> **BRIEF**
Extract all records. Keep each one exact.

> **Stored records**

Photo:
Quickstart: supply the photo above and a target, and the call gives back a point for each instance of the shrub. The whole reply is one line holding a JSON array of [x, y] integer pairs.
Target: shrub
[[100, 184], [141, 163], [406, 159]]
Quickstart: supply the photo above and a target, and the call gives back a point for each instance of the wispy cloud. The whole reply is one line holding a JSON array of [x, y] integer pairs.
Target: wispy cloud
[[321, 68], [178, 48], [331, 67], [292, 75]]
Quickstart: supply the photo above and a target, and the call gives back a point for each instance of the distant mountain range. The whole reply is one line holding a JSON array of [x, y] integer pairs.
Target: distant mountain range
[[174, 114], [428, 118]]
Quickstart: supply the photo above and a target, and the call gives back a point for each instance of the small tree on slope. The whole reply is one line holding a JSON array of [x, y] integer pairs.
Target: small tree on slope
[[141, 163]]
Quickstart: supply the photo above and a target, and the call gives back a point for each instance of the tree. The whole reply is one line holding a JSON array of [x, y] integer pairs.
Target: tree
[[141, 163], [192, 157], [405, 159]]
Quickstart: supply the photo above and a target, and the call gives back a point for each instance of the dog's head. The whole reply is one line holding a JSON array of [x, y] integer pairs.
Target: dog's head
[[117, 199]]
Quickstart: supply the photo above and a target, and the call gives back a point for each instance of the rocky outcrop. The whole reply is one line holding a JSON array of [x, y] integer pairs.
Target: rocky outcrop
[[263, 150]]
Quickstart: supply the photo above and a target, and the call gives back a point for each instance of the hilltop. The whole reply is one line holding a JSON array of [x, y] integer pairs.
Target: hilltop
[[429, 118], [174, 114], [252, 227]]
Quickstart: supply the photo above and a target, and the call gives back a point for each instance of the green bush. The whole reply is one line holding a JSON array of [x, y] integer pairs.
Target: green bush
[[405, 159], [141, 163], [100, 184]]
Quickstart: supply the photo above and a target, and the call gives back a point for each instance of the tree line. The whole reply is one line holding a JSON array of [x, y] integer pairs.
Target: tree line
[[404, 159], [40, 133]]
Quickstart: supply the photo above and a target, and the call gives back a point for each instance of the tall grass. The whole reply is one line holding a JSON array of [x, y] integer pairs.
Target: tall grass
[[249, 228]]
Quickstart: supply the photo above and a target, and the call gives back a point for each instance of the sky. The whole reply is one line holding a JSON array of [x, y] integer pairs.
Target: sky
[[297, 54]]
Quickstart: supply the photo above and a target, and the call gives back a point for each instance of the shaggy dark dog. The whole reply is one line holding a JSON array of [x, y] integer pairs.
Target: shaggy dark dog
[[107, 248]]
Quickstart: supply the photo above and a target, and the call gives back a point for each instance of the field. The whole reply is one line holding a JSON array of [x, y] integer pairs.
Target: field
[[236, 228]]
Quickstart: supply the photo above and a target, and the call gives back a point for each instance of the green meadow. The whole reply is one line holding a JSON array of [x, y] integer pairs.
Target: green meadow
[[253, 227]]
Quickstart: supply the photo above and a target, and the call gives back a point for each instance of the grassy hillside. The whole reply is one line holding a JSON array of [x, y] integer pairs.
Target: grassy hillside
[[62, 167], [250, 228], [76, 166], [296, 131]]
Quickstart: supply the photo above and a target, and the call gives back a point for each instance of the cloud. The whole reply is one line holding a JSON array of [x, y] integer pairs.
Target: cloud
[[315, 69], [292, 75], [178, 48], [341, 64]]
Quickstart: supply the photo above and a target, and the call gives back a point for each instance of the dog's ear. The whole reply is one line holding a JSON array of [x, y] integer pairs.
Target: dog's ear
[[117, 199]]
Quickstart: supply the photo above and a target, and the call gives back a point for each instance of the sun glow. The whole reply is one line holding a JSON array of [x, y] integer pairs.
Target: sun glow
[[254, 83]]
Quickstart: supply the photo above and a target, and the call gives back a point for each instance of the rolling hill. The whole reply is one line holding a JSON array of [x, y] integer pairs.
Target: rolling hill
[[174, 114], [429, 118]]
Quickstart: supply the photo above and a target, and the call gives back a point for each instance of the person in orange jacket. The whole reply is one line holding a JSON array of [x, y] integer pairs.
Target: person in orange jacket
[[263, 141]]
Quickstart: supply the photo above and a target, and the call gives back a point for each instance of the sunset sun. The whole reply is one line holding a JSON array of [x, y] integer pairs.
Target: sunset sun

> **EXERCISE ANSWER**
Photo:
Quickstart: supply the photo above and a target, and the call gives back a point for each instance of the shrub. The whole reply is one line holding a JSON array of [x, y] integer pairs.
Target: shrub
[[100, 184], [141, 163], [406, 159]]
Quickstart: supply the photo above and a target, and the call gives back a point for each instance of the wispy cloud. The whole reply is one line holding a JSON array of [x, y] integer pairs.
Target: wispy cloud
[[321, 68], [178, 48], [331, 67], [292, 75]]
Quickstart: supply the photo above and a target, and the call gives back a point for each instance of the distant mountain range. The whole reply is one line holding a JSON array of [x, y] integer pairs.
Target: distant mountain range
[[174, 114], [428, 118]]
Quickstart: supply the photo above and a target, and the call gives back a point for each instance of the small tree on slope. The whole reply is one line holding a JSON array of [x, y] integer pairs.
Target: small tree on slope
[[141, 163]]
Quickstart: supply the photo above and a target, and the call gives back a point for each instance of the tree. The whole reply is one line holding a JSON array of [x, y] integer pairs.
Target: tree
[[141, 163], [192, 157], [405, 159]]
Quickstart: supply the photo above and a target, and the call gives back a point for each instance of the dog's head. The whole reply is one line holding a JSON array of [x, y] integer pairs.
Target: dog's head
[[117, 199]]
Quickstart: supply the photo above and a target, and the call gives back a point for each instance of the rocky outcrop. The whole reply is one line holding a JSON array of [x, y] integer pairs.
Target: rocky outcrop
[[263, 150]]
Quickstart: supply the photo above and a target, and the call gives back a point for each instance of the hilltop. The whole reply is one line holding a JSON array of [x, y] integer pairs.
Target: hilltop
[[429, 118], [174, 114], [252, 227]]
Quickstart: supply the photo above and a target, and the call gives back a point for each instance of the green bush. The whole reply is one line holding a JSON array of [x, y] integer pairs.
Target: green bush
[[405, 159], [141, 163], [100, 184]]
Quickstart: supply the photo above and a target, and the call gives back a point for each instance of the tree line. The whole reply is one line holding a JSON array of [x, y] integer pairs.
Target: tree line
[[404, 159], [40, 133]]
Quickstart: supply the photo above and a target, and the call gives back a point for each instance of the tall grass. The whole reply is one line holding a JSON array of [x, y] integer pairs.
Target: tall grass
[[249, 228]]
Quickstart: supply the photo above and a target, and the call gives back a point for each instance of the sky. The whole reply is one line holding a JSON array of [x, y] integer pairs.
Target: sky
[[297, 54]]
Quickstart: supply the photo above and a target, and the call gives back a point for each instance of the shaggy dark dog. The whole reply is one line holding a JSON array of [x, y] integer pairs.
Target: shaggy dark dog
[[107, 248]]
Quickstart: supply the photo above and a target, and the call gives back a point for each instance of the field. The whole reply is one line holding a JSON array of [x, y] integer pairs.
Target: field
[[236, 228]]
Quickstart: supply the photo above and a target, and the call gives back a point for each instance of the green meadow. The whole reply is one line holding a JSON array of [x, y] integer pairs.
Target: green meadow
[[253, 227]]
Quickstart: supply the photo above and a target, and the call gives back a point for each instance of the grassy hillside. The whole reply is one line holding a JSON array of [x, y] integer pairs.
Target: grassy hillside
[[62, 167], [250, 228], [76, 166], [296, 131]]
Quickstart: supply the photo above and a target, and the call gives back a point for each instance of the cloud. The whole reply is one line holding a JSON array of [x, y] integer pairs.
Target: cloud
[[315, 69], [292, 75], [178, 48], [341, 64]]
Quickstart: supply the photo above and a target, and the call gives back a point for each instance of the dog's ear. The whole reply is one line holding a JSON array of [x, y] integer pairs.
Target: dog's ear
[[117, 199]]
Quickstart: supply the photo above and a target, and the call gives back a point for each instance of the sun glow. The whole reply is one line holding a JSON array of [x, y] integer pairs.
Target: sun glow
[[254, 83]]
Quickstart: supply the photo above and a target, and the call gives back a point for each instance of the rolling hill. The whole reply is one line holding a JSON array of [x, y] integer pairs.
Target: rolling hill
[[174, 114], [429, 118]]
Quickstart: supply the photo above and a target, and the call gives back a point for each instance of the person in orange jacket. The whole reply is one line holding a JSON array of [x, y] integer pairs.
Target: person in orange jacket
[[263, 141]]
Quickstart: supply the photo above and a target, and the call gives back a point for each instance of the sunset sun. The whole reply is one line holding a JSON array of [x, y] integer pairs.
Target: sunset sun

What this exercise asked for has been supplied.